### SELECTED EXTRACT

Can anyone explain how the complexity of option C is O(logn).

# Explain Option C

**mpmaan**#3

In option D,’ i’ is repeatedly divided by 2. At some point, ‘i’ will become 0. After that ‘i/2’ will still be 0. So, I think that it is an infinite loop. (condition : i > -1)

**dishom**#4

i=1,2^1,2^2,2^3…let 2^k

loop became false @ i>n

i.e, 2^k>n

therefore k=log n

and out of the 4 staement logn is the lowest time used ,so efficient

i starts from 1 and then increments as follows :

**i = 1**

**i = 2**

**i = 2^2**

**i = 2^3**

**.**

**.**

**.**

**i = 2^k** where k is an arbitrary integer.

### AIM
Rewrite the part of the loop-complexity thread that begins at the words "# Explain Option" and stops after "(condition : i > -1)", changing "infinite loop" to "non-terminating loop".

### EXCERPTED DATA
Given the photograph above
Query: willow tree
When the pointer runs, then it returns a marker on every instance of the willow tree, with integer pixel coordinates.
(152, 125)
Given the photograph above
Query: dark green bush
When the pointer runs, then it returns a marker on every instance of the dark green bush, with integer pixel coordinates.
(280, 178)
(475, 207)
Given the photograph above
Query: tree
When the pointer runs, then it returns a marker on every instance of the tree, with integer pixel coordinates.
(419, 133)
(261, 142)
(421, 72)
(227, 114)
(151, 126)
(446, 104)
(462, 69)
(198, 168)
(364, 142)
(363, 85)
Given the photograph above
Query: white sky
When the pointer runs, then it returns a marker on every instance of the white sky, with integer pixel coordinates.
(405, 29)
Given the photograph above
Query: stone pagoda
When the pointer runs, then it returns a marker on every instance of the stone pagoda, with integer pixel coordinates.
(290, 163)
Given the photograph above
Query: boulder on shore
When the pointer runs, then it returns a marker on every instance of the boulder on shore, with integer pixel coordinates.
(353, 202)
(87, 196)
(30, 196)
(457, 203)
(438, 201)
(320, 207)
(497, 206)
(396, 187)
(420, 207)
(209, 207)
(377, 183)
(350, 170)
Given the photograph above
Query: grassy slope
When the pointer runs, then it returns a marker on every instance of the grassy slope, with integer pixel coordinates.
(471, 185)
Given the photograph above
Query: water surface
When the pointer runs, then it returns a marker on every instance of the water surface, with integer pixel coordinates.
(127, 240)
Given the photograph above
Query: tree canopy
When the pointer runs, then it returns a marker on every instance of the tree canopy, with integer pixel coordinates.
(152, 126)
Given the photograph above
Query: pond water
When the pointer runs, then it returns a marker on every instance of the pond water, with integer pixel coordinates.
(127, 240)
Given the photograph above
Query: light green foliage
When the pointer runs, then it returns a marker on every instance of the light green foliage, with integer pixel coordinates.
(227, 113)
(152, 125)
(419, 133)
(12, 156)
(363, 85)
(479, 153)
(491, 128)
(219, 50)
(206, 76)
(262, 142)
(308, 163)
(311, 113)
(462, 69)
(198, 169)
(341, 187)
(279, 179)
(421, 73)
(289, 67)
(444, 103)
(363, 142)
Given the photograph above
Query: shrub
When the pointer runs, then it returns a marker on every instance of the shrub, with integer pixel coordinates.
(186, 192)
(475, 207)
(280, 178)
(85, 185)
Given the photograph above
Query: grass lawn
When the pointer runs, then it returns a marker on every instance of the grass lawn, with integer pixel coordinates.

### CORRECT OUTPUT
# Explain Option C

**mpmaan**#3

In option D,’ i’ is repeatedly divided by 2. At some point, ‘i’ will become 0. After that ‘i/2’ will still be 0. So, I think that it is an non-terminating loop. (condition : i > -1)